_Work instructions_:
Only the number is needed: how many lines in the entries below contain the string "door"?

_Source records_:
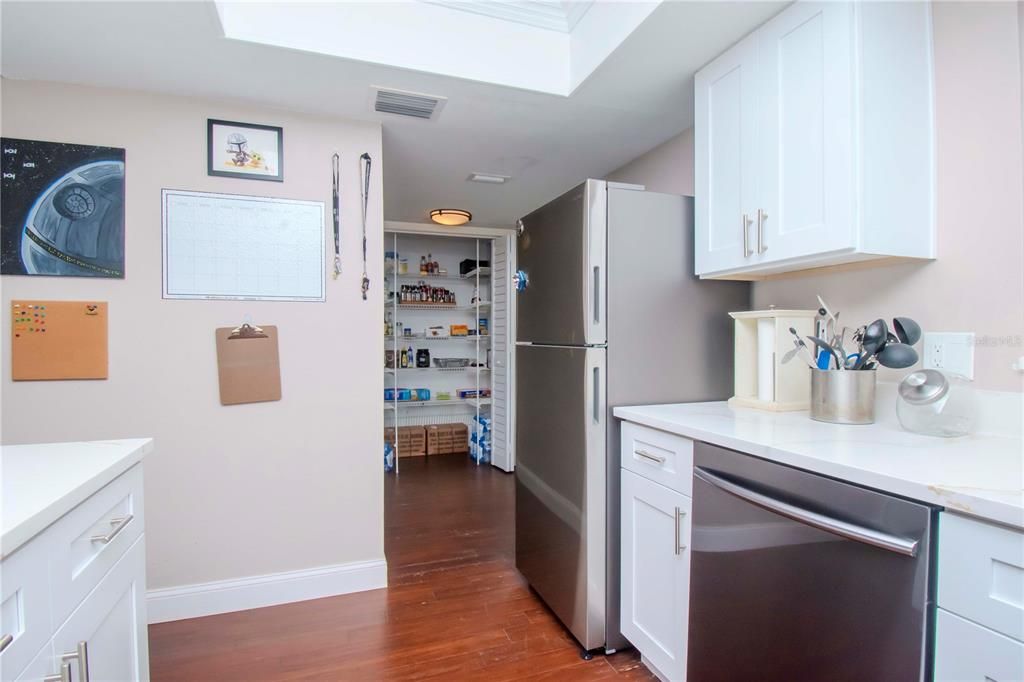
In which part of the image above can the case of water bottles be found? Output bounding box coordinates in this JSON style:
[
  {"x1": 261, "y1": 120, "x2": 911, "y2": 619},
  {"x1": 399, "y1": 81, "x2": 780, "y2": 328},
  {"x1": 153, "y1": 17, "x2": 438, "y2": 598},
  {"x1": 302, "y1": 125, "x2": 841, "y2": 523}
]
[{"x1": 470, "y1": 414, "x2": 492, "y2": 464}]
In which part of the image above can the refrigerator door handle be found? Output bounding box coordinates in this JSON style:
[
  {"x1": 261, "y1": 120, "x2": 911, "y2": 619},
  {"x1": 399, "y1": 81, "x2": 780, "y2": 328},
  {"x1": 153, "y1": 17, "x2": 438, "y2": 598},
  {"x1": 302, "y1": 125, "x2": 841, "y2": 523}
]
[
  {"x1": 592, "y1": 366, "x2": 601, "y2": 423},
  {"x1": 593, "y1": 266, "x2": 600, "y2": 324},
  {"x1": 693, "y1": 468, "x2": 920, "y2": 557}
]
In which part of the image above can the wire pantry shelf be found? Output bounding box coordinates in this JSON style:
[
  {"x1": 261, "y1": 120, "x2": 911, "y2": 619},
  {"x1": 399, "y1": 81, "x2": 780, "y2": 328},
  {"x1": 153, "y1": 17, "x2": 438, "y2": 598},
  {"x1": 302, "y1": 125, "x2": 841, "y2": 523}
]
[
  {"x1": 386, "y1": 302, "x2": 491, "y2": 311},
  {"x1": 383, "y1": 270, "x2": 490, "y2": 282},
  {"x1": 385, "y1": 335, "x2": 490, "y2": 342},
  {"x1": 382, "y1": 397, "x2": 492, "y2": 409},
  {"x1": 384, "y1": 367, "x2": 491, "y2": 373}
]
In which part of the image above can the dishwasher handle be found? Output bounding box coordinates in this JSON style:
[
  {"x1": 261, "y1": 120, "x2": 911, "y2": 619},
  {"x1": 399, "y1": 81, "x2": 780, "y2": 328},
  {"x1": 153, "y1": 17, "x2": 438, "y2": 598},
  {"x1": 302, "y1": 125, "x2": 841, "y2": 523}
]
[{"x1": 693, "y1": 467, "x2": 920, "y2": 557}]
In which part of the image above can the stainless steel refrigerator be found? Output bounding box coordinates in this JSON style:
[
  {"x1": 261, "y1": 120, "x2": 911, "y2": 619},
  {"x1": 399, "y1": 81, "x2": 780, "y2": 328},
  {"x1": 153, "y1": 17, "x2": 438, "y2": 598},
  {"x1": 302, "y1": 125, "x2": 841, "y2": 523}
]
[{"x1": 514, "y1": 179, "x2": 750, "y2": 653}]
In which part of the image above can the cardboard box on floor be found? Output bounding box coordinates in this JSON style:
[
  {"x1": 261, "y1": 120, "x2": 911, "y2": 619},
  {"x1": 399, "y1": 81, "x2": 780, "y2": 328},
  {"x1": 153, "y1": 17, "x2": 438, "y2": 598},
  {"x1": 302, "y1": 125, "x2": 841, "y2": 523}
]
[{"x1": 385, "y1": 426, "x2": 427, "y2": 457}]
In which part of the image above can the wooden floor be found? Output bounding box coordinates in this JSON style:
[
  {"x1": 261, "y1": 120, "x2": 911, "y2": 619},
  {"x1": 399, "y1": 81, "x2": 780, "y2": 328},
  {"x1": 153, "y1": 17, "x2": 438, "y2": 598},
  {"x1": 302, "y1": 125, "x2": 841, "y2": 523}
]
[{"x1": 149, "y1": 454, "x2": 652, "y2": 681}]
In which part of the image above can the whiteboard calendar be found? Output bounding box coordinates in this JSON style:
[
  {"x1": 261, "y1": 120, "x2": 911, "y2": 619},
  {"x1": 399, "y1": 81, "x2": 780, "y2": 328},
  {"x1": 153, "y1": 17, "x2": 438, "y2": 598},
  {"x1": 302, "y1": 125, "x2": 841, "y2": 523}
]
[{"x1": 162, "y1": 189, "x2": 325, "y2": 301}]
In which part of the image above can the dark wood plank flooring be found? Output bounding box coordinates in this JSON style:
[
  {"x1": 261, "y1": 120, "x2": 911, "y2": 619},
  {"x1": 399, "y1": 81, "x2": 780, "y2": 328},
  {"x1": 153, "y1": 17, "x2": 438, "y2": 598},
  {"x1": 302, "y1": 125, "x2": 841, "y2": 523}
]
[{"x1": 149, "y1": 454, "x2": 652, "y2": 681}]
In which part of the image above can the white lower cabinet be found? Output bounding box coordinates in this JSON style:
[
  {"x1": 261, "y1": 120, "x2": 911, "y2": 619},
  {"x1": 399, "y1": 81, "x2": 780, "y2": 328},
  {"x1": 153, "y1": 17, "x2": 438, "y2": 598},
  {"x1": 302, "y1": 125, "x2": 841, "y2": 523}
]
[
  {"x1": 934, "y1": 513, "x2": 1024, "y2": 681},
  {"x1": 53, "y1": 537, "x2": 149, "y2": 682},
  {"x1": 620, "y1": 451, "x2": 692, "y2": 682},
  {"x1": 935, "y1": 609, "x2": 1024, "y2": 682},
  {"x1": 0, "y1": 465, "x2": 148, "y2": 682}
]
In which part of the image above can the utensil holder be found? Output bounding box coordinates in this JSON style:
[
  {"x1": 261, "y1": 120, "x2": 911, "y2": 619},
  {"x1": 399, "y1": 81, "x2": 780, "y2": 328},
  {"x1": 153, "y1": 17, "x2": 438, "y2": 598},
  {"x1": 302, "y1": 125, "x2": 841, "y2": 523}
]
[{"x1": 810, "y1": 369, "x2": 876, "y2": 425}]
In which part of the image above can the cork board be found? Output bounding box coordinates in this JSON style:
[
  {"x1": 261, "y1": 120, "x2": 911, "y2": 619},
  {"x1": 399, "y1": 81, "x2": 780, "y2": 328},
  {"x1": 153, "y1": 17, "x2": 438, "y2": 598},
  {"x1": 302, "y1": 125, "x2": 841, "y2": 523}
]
[
  {"x1": 11, "y1": 300, "x2": 109, "y2": 380},
  {"x1": 215, "y1": 325, "x2": 281, "y2": 405}
]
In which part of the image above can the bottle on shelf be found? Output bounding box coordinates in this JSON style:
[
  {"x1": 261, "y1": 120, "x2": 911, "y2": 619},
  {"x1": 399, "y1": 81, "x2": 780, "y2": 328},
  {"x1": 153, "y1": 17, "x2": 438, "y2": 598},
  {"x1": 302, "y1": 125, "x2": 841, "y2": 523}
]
[
  {"x1": 426, "y1": 253, "x2": 434, "y2": 274},
  {"x1": 420, "y1": 255, "x2": 427, "y2": 275},
  {"x1": 407, "y1": 345, "x2": 414, "y2": 367},
  {"x1": 432, "y1": 254, "x2": 440, "y2": 274}
]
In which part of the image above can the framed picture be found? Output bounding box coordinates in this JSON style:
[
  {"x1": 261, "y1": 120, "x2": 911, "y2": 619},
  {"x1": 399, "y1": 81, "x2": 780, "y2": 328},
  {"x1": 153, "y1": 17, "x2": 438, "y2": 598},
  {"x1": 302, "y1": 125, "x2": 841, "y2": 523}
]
[
  {"x1": 1, "y1": 138, "x2": 125, "y2": 278},
  {"x1": 207, "y1": 119, "x2": 283, "y2": 182}
]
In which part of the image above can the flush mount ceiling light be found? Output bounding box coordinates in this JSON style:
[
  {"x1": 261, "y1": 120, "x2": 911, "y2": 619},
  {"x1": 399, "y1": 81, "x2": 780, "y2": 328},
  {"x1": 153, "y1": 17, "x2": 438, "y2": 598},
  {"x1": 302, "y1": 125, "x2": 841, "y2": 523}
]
[{"x1": 430, "y1": 209, "x2": 472, "y2": 226}]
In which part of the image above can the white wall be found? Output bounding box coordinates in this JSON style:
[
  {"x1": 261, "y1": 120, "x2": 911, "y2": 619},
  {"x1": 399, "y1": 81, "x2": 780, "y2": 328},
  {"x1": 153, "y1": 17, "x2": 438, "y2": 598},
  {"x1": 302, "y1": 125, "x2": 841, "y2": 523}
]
[
  {"x1": 0, "y1": 79, "x2": 386, "y2": 591},
  {"x1": 607, "y1": 2, "x2": 1024, "y2": 392},
  {"x1": 606, "y1": 128, "x2": 694, "y2": 196}
]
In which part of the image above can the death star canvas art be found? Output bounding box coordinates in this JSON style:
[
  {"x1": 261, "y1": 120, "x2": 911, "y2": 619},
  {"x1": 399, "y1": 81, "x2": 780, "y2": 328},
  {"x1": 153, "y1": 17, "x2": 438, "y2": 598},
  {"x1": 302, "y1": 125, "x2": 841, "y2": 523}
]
[{"x1": 1, "y1": 138, "x2": 125, "y2": 278}]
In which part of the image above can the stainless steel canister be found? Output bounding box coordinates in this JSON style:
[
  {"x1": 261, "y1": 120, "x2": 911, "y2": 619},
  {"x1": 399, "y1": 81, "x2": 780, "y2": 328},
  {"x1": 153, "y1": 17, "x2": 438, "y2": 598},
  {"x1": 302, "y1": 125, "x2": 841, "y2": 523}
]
[{"x1": 810, "y1": 369, "x2": 877, "y2": 425}]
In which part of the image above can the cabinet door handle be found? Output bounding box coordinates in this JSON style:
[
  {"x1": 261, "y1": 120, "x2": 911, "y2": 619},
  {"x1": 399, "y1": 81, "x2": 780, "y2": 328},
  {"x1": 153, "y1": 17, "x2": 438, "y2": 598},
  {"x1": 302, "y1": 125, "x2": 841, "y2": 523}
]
[
  {"x1": 90, "y1": 514, "x2": 133, "y2": 544},
  {"x1": 0, "y1": 633, "x2": 12, "y2": 653},
  {"x1": 757, "y1": 209, "x2": 768, "y2": 254},
  {"x1": 43, "y1": 661, "x2": 72, "y2": 682},
  {"x1": 674, "y1": 507, "x2": 687, "y2": 555},
  {"x1": 635, "y1": 450, "x2": 666, "y2": 465},
  {"x1": 741, "y1": 213, "x2": 752, "y2": 257},
  {"x1": 61, "y1": 641, "x2": 89, "y2": 682}
]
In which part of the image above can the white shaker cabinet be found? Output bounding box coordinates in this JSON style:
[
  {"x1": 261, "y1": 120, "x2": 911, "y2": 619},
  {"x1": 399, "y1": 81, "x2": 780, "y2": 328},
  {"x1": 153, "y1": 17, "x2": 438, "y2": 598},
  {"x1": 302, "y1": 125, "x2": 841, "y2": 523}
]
[
  {"x1": 695, "y1": 1, "x2": 935, "y2": 279},
  {"x1": 620, "y1": 423, "x2": 694, "y2": 682},
  {"x1": 933, "y1": 513, "x2": 1024, "y2": 681},
  {"x1": 1, "y1": 443, "x2": 151, "y2": 682}
]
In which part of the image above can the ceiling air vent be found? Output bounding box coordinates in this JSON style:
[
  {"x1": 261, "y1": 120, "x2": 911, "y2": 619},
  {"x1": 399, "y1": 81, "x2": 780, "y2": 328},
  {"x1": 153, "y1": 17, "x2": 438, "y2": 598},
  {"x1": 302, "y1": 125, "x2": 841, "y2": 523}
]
[{"x1": 371, "y1": 86, "x2": 447, "y2": 121}]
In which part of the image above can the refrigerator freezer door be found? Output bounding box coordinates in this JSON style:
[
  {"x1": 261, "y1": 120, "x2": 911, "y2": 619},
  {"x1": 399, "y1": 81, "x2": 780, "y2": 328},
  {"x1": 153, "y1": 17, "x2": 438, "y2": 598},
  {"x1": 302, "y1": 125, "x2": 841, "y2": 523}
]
[
  {"x1": 516, "y1": 180, "x2": 607, "y2": 346},
  {"x1": 515, "y1": 343, "x2": 607, "y2": 650}
]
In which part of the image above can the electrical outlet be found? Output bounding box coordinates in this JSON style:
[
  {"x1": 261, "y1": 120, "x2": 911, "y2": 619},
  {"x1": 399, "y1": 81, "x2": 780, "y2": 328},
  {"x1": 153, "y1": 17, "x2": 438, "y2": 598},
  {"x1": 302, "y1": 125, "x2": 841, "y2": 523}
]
[{"x1": 923, "y1": 332, "x2": 975, "y2": 379}]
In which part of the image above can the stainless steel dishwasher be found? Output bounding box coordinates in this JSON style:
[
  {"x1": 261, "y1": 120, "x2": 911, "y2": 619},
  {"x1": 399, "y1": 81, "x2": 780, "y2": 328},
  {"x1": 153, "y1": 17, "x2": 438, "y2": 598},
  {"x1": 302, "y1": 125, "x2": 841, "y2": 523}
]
[{"x1": 688, "y1": 442, "x2": 937, "y2": 682}]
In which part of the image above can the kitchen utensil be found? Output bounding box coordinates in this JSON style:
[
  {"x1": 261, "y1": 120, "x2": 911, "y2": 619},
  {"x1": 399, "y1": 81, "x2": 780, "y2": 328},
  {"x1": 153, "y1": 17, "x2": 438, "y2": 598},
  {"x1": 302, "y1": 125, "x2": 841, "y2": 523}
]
[
  {"x1": 854, "y1": 319, "x2": 889, "y2": 369},
  {"x1": 893, "y1": 317, "x2": 922, "y2": 346},
  {"x1": 876, "y1": 343, "x2": 919, "y2": 369},
  {"x1": 810, "y1": 368, "x2": 877, "y2": 424},
  {"x1": 806, "y1": 335, "x2": 843, "y2": 369},
  {"x1": 897, "y1": 369, "x2": 976, "y2": 437},
  {"x1": 787, "y1": 327, "x2": 818, "y2": 368}
]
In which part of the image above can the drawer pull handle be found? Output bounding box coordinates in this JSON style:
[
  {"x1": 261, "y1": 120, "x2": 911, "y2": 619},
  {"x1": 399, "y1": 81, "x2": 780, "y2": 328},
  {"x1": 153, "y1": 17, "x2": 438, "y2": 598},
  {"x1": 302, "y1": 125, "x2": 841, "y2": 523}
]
[
  {"x1": 61, "y1": 641, "x2": 89, "y2": 682},
  {"x1": 635, "y1": 450, "x2": 666, "y2": 465},
  {"x1": 43, "y1": 661, "x2": 72, "y2": 682},
  {"x1": 91, "y1": 515, "x2": 133, "y2": 544},
  {"x1": 0, "y1": 633, "x2": 12, "y2": 653}
]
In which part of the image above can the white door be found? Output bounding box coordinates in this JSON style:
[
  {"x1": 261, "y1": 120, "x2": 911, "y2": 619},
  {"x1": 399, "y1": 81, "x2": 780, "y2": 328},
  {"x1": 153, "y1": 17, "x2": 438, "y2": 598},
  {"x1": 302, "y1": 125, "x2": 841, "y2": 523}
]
[
  {"x1": 621, "y1": 469, "x2": 691, "y2": 681},
  {"x1": 53, "y1": 538, "x2": 149, "y2": 682},
  {"x1": 695, "y1": 32, "x2": 760, "y2": 276},
  {"x1": 490, "y1": 233, "x2": 514, "y2": 472},
  {"x1": 756, "y1": 1, "x2": 854, "y2": 263}
]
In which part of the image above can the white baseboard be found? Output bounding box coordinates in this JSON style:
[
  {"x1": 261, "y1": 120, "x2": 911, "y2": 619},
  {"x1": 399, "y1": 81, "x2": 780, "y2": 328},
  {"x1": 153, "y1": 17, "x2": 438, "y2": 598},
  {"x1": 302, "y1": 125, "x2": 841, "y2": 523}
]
[{"x1": 146, "y1": 558, "x2": 387, "y2": 624}]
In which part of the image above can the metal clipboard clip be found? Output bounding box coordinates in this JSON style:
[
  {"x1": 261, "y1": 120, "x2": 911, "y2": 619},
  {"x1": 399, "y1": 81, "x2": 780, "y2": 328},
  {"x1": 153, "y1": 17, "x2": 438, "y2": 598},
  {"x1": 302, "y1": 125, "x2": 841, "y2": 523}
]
[{"x1": 228, "y1": 323, "x2": 268, "y2": 340}]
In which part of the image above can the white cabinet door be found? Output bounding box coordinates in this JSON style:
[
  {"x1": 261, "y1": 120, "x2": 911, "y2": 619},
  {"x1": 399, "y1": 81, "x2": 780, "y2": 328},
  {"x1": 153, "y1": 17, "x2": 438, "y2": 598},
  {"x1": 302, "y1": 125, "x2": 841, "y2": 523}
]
[
  {"x1": 490, "y1": 232, "x2": 514, "y2": 472},
  {"x1": 756, "y1": 1, "x2": 854, "y2": 262},
  {"x1": 935, "y1": 609, "x2": 1024, "y2": 682},
  {"x1": 695, "y1": 32, "x2": 760, "y2": 276},
  {"x1": 12, "y1": 641, "x2": 55, "y2": 682},
  {"x1": 53, "y1": 537, "x2": 149, "y2": 682},
  {"x1": 621, "y1": 469, "x2": 691, "y2": 682}
]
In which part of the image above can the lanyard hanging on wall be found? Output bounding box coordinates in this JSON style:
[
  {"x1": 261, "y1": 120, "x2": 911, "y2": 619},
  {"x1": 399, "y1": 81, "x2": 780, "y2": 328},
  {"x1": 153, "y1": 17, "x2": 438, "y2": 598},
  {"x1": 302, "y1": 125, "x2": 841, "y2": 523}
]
[
  {"x1": 331, "y1": 153, "x2": 341, "y2": 280},
  {"x1": 359, "y1": 152, "x2": 372, "y2": 301}
]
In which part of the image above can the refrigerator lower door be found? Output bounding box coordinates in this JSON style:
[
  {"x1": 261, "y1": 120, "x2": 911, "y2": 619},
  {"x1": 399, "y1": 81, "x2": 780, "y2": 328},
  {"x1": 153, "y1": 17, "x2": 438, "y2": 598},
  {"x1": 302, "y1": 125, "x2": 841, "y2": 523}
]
[
  {"x1": 515, "y1": 180, "x2": 606, "y2": 346},
  {"x1": 515, "y1": 343, "x2": 607, "y2": 650}
]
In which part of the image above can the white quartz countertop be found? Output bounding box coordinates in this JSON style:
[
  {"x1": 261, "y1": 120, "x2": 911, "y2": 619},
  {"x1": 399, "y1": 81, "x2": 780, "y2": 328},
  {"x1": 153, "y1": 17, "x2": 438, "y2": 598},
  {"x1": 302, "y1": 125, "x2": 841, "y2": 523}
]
[
  {"x1": 2, "y1": 438, "x2": 153, "y2": 558},
  {"x1": 614, "y1": 402, "x2": 1024, "y2": 529}
]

_Response box_:
6